[Auszug aus dem Datensatz]
----
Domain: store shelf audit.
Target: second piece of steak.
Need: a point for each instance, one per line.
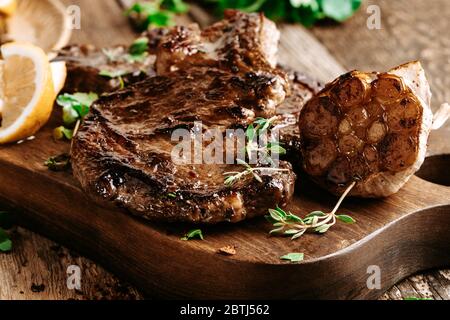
(122, 152)
(85, 63)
----
-- Die Aufgabe --
Gib alle obigen Zeilen einschließlich der Aufforderungen erneut wieder und multipliziere dabei jede Zahl in den Antworten, also jede Koordinate, mit 0,7. Runde das Ergebnis auf ganze Zahlen, wobei Halbe aufgerundet werden, und lass die Bilder in deiner Antwort weg.

-- Erwartete Antwort --
Domain: store shelf audit.
Target: second piece of steak.
Need: a point for each instance, one per line.
(85, 106)
(60, 44)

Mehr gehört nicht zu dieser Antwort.